来源 ::
---

2025-01-19发表2025-03-12更新日常折腾12 分钟读完 (大约1738个字)

我用Python写了个爬取链接图片视频的脚本

先来导入一些库

之前有人抱怨文章太死板了，后面我就用这个风格写文章了，因为第一次换风格，有什么妥当的评论区说出来吧。

一开始得先安装并导入一些需要的库，没啥好说的，都是爬虫开发必备的工具。

import requests
from bs4 import BeautifulSoup
import pyfiglet
import random
from fake_useragent import UserAgent
from requests.adapters import HTTPAdapter
from requests.packages.urllib3.util.retry import Retry
from colorama import init, Fore

requests：用来请求网页。
BeautifulSoup：解析网页 HTML，找图片和视频链接。
pyfiglet：用来生成艺术字，输出个好看的标题。
fake_useragent：生成随机浏览器的User-Agent，避免被封。
colorama：给终端输出加点颜色，看起来酷一点。

给爬虫加点艺术

代码一开始，就让它有点“气质”，用 pyfiglet 给个大大的欢迎字。起码能让人眼前一亮。

init(autoreset=True)

art = pyfiglet.figlet_format("ZeTooL-Img")
print(art)

输出啥样的字就看这个设置了，起码能让人眼前一亮。

用户输入 URL

接下来让用户输入一个想要爬取的链接。这个链接就是爬虫的目标网页。

1	`url = input("请输入要爬取的链接: ")`

模拟浏览器请求

为了避免爬虫被封，伪装一下。用 fake_useragent 随机生成一个浏览器的 User-Agent，还有一个随机的 IP 地址。这样伪装成不同的浏览器、不同地区的用户，能增加不被封的几率。

systems = [
    "Windows NT 6.1; Win64; x64",  # Windows 7
    "Windows NT 10.0; Win64; x64",  # Windows 10
    "Android 8.0.0; Pixel 2",      # Android 8
    "iOS 16.0; iPhone 13"          # iOS 16
]
system = random.choice(systems)

# 随机生成一个中国IP
ip = f"223.104.{random.randint(0, 255)}.{random.randint(0, 255)}"
ua = UserAgent()

---

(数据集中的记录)
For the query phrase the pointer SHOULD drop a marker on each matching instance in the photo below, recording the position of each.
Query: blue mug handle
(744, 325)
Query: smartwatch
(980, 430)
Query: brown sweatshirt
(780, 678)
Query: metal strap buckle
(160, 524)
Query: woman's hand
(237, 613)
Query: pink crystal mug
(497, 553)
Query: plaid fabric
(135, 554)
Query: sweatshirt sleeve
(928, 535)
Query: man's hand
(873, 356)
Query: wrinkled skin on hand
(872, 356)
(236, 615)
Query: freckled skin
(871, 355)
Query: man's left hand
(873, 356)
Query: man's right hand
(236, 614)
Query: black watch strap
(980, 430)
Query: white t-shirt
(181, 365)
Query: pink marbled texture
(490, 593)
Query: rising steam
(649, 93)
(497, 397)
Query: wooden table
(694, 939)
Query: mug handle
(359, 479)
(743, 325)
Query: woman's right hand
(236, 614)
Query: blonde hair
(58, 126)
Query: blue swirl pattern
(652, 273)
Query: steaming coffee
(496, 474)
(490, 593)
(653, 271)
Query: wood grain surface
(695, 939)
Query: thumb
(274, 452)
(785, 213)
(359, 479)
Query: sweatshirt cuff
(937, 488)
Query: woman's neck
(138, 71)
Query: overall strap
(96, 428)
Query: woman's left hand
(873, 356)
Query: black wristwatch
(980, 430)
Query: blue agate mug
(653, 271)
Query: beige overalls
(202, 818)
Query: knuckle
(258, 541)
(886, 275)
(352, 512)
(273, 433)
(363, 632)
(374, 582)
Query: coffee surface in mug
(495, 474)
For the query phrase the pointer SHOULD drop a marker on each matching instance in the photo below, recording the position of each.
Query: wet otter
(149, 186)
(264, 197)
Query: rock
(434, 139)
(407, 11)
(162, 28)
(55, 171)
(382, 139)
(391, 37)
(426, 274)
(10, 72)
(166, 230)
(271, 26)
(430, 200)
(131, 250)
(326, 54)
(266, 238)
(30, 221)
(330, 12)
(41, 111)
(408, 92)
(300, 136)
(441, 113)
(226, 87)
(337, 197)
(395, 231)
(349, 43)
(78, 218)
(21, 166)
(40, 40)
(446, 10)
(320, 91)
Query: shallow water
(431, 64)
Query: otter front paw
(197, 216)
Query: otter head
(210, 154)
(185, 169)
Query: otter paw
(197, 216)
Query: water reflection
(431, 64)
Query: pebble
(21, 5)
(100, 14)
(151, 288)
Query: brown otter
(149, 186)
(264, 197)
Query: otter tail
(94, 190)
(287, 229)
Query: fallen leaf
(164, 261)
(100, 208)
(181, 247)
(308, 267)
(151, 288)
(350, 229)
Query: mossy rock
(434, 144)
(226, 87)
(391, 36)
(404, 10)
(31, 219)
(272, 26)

---

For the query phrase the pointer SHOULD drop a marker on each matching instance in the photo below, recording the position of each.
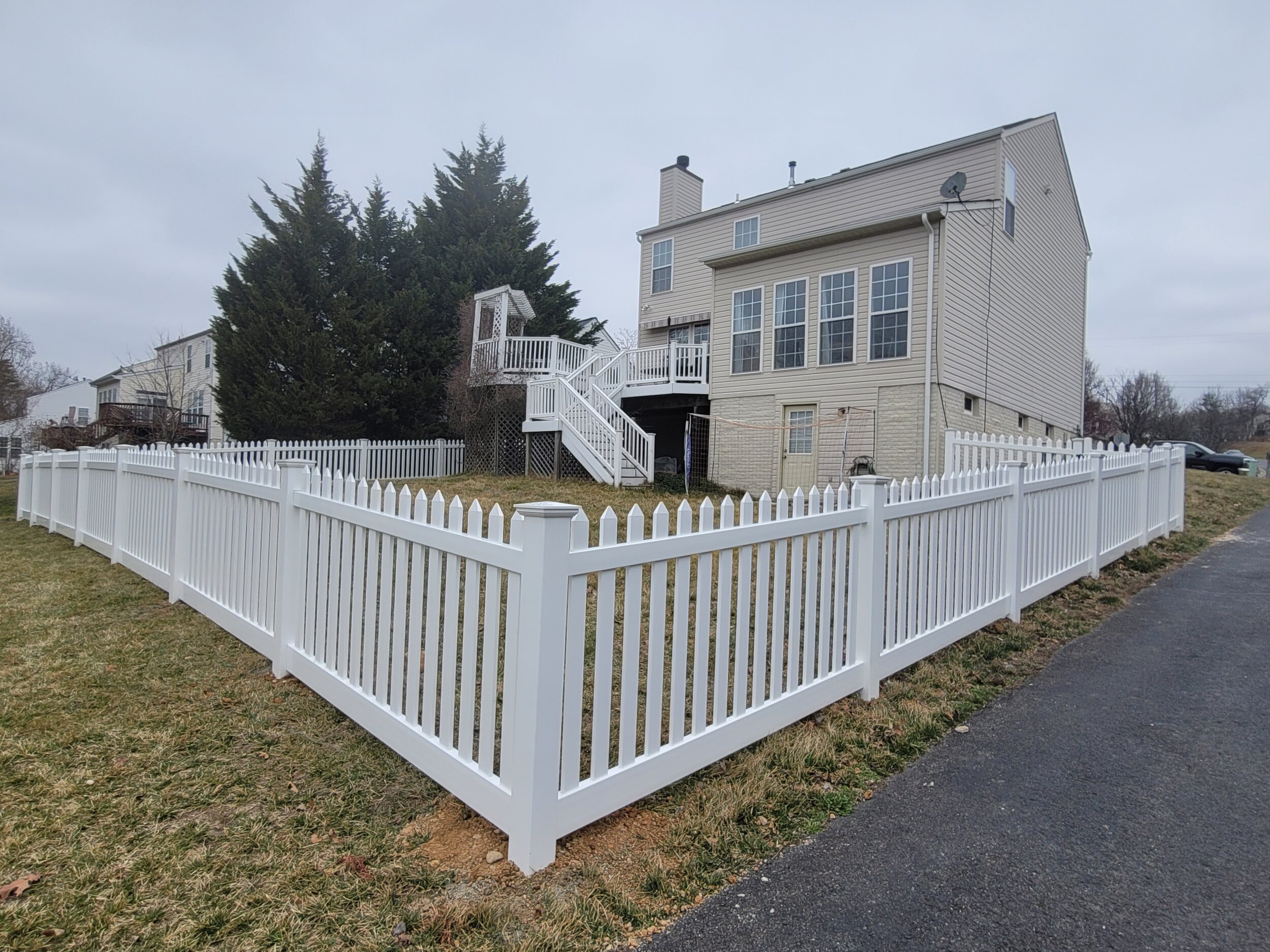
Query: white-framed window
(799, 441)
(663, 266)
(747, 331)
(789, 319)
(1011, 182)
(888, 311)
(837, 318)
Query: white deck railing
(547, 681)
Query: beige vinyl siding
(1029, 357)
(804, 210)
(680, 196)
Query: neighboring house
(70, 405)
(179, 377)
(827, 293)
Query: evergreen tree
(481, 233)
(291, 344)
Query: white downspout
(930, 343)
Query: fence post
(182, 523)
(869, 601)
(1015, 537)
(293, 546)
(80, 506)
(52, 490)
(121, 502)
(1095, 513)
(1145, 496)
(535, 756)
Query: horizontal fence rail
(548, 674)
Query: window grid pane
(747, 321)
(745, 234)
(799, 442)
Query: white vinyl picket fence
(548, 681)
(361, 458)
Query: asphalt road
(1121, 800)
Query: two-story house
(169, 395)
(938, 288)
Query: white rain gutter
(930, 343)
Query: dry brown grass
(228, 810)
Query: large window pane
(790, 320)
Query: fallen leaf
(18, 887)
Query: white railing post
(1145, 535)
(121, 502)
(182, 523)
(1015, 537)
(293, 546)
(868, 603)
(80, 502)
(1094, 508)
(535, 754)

---

任务说明 ::
1 – 在这篇关于Python爬虫脚本的文章中，作者使用哪个库为终端输出添加颜色？
2 – 请逐字引用这篇关于Python爬虫脚本的文章中自“import requests”至“pyfiglet：用来生成艺术字，输出个好看的标题。”的内容，首尾两处均包括在内。
3 – 请接续这篇关于Python爬虫脚本的文章，从其末尾处往下续写。

练习结果 ::
1 – colorama。

2 –
import requests
from bs4 import BeautifulSoup
import pyfiglet
import random
from fake_useragent import UserAgent
from requests.adapters import HTTPAdapter
from requests.packages.urllib3.util.retry import Retry
from colorama import init, Fore

requests：用来请求网页。
BeautifulSoup：解析网页 HTML，找图片和视频链接。
pyfiglet：用来生成艺术字，输出个好看的标题。

3 –
user_agent = ua.random  # 随机生成一个User-Agent

# 请求头设置
headers = {
    "User-Agent": user_agent,
    "X-Forwarded-For": ip,
    "Accept": "text/html,application/xhtml+xml,application/xml;q=0.9,image/webp,image/apng,*/*;q=0.8",
    "Accept-Encoding": "gzip, deflate, br",
    "Accept-Language": "zh-CN,zh;q=0.9,en;q=0.8"
}

有了这些伪装，爬虫才不容易被发现。

设置请求重试机制

网络不好或者网站服务器有问题，可能会导致请求失败。为了避免脚本崩溃，加个重试机制。如果请求失败，会自动再试 3 次，避免一不小心就把程序搞崩。

# 请求重试机制
retry_strategy = Retry(
    total=3,  # 最多重试3次
    backoff_factor=1,  # 每次重试间隔会越来越长
    status_forcelist=[500, 502, 503, 504, 404, 403],  # 这些错误会触发重试
    allowed_methods=["HEAD", "GET", "OPTIONS"]  # 仅对GET、HEAD、OPTIONS方法重试
)

session = requests.Session()
session.mount("http://", HTTPAdapter(max_retries=retry_strategy))
session.mount("https://", HTTPAdapter(max_retries=retry_strategy))

定义爬取网页的函数

写个函数来发请求、获取网页。出现错误的时候，显示一些友好的错误信息。

def fetch_page(url):
    try:
        response = session.get(url, headers=headers, timeout=10)  # 请求超时设置为10秒
        response.raise_for_status()  # 如果网页返回错误码，抛出异常
        return response
    except requests.exceptions.Timeout:
        print(Fore.RED + "错误: 请求超时，请检查网络连接或稍后重试。")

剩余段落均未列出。